[Start]
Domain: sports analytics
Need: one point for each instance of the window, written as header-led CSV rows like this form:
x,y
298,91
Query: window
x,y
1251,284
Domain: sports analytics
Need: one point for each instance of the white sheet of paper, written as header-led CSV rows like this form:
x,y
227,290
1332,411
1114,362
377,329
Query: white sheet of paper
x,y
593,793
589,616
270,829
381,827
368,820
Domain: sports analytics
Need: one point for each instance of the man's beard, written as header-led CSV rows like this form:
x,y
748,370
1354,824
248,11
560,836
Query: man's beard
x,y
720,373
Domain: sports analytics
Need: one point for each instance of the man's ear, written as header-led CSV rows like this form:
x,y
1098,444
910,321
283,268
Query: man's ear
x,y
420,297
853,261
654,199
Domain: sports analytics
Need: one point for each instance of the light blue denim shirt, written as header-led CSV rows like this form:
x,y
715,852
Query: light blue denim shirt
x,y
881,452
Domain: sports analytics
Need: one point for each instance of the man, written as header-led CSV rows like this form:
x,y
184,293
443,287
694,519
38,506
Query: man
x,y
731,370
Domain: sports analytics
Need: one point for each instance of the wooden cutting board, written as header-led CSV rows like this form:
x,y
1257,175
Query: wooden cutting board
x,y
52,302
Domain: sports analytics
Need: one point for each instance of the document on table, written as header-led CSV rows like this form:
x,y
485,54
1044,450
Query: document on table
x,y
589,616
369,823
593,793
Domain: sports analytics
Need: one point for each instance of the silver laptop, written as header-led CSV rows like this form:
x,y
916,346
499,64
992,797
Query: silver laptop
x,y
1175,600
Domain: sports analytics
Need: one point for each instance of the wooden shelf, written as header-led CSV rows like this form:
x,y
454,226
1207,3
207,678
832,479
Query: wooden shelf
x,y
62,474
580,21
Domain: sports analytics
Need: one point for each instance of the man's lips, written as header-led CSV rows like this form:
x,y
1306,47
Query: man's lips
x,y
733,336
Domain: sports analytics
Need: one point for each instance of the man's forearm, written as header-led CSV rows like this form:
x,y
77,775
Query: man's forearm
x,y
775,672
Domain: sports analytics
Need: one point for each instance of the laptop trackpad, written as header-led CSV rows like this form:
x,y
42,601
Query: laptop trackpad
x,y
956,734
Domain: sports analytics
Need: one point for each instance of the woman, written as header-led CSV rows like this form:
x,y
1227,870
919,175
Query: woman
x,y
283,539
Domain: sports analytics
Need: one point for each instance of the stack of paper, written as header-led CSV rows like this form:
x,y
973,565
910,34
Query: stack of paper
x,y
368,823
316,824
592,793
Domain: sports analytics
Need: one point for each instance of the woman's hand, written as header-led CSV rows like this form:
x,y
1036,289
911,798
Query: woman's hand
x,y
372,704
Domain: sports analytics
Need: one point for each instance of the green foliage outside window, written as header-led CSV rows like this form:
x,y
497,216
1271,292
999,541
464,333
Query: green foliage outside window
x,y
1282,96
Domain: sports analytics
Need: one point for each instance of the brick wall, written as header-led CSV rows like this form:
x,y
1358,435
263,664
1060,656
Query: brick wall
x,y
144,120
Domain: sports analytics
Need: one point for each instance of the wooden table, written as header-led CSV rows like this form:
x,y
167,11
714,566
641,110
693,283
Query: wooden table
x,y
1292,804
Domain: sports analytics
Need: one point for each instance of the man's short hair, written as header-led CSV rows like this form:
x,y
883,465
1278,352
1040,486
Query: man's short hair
[End]
TASK GOAL: Return every entry verbatim.

ANSWER FOR THE TASK:
Domain: sports analytics
Need: one point for each instance of the window, written as header-led CSV rows like this form:
x,y
298,91
Query: window
x,y
1251,284
Domain: sports analytics
Need: one point for each instance of the white sheet of paper, written as header-led CSV rows like this form:
x,y
227,290
1332,411
1114,362
377,329
Query: white sheet of paper
x,y
593,793
589,616
270,829
381,827
368,820
Domain: sports analytics
Need: one point for each instance of the man's beard, written as header-led CSV rows like this form:
x,y
748,370
1354,824
248,11
560,836
Query: man's beard
x,y
720,373
Domain: sports analytics
Need: one point for each instance of the man's ear, written as header-led CSV rows like this form:
x,y
1098,444
910,321
283,268
Query: man's ear
x,y
420,297
853,261
654,199
Domain: sports analytics
Need: one point for each instance of the light blue denim shirt, written as header-led CSV rows like this form:
x,y
715,852
Query: light blue denim shirt
x,y
881,452
Domain: sports analytics
Need: one point for each instance of the man, written as header-led CSV rows like this form:
x,y
184,293
443,287
694,519
38,506
Query: man
x,y
731,370
Domain: sports analytics
Need: one point for each instance of the wooden cutting board, written as header-led CSV rows like this form:
x,y
1257,175
Query: wooden cutting board
x,y
52,302
Domain: sports analytics
Need: one point for each instance of the document on table, written as header-led CSV rows like this form:
x,y
485,54
1044,450
Query: document on table
x,y
589,616
369,823
593,793
Domain: sports analytics
Need: one point for each instance of the silver laptop, written as header-led CSV rows like this form:
x,y
916,346
499,64
992,797
Query: silver laptop
x,y
1175,600
Domain: sports analytics
Need: one point for each instance of the wooden shelf, written as header-led CSV rows like this form:
x,y
454,226
1207,3
207,678
832,479
Query: wooden shelf
x,y
62,474
580,21
Domain: sports analytics
Need: one point for each instance of the man's lips, written as header-led CSV rows like this form:
x,y
1306,47
Query: man's lips
x,y
733,336
Domain: sports analytics
Need: one point for each instance of the man's forearm, written as header-led CSV rows like this form:
x,y
77,775
Query: man's forearm
x,y
775,672
Domain: sports analytics
Need: one point for each instance of the laptop trackpad, written as header-led CSV rows like this form:
x,y
42,601
Query: laptop trackpad
x,y
956,734
Domain: sports analytics
Need: one point for each instance of the woman, written as header-led CSV rows like this form:
x,y
1227,870
919,175
Query: woman
x,y
283,539
Domain: sports analytics
Need: one point for each instance of the stack of paper, written as header-led CSV rows like this form:
x,y
973,565
910,34
Query: stack of paper
x,y
368,823
316,824
592,793
Domain: sports analytics
Need: one point for each instance of the woman's hand, written as header-led CSV rows like this form:
x,y
1036,289
911,798
Query: woman's hand
x,y
372,704
Domain: sports analytics
Need: one point for each instance of the green foliage outside window, written as header-led CSV rows like this form:
x,y
497,216
1271,292
999,541
464,333
Query: green foliage outside window
x,y
1282,96
Domain: sports analytics
Need: one point for each instance of the brick wall, written as header-led CSV rows like this form:
x,y
1358,435
263,664
1060,656
Query: brick wall
x,y
144,120
Domain: sports analytics
Need: one point for each instance of the wooden table, written as header-led CSV rows like this form:
x,y
167,11
714,566
641,110
693,283
Query: wooden table
x,y
1292,804
Domain: sports analytics
Need: one point for each instance of the man's short hair, written as header-led CSV rows like this form:
x,y
883,465
1278,352
1040,486
Query: man's short hair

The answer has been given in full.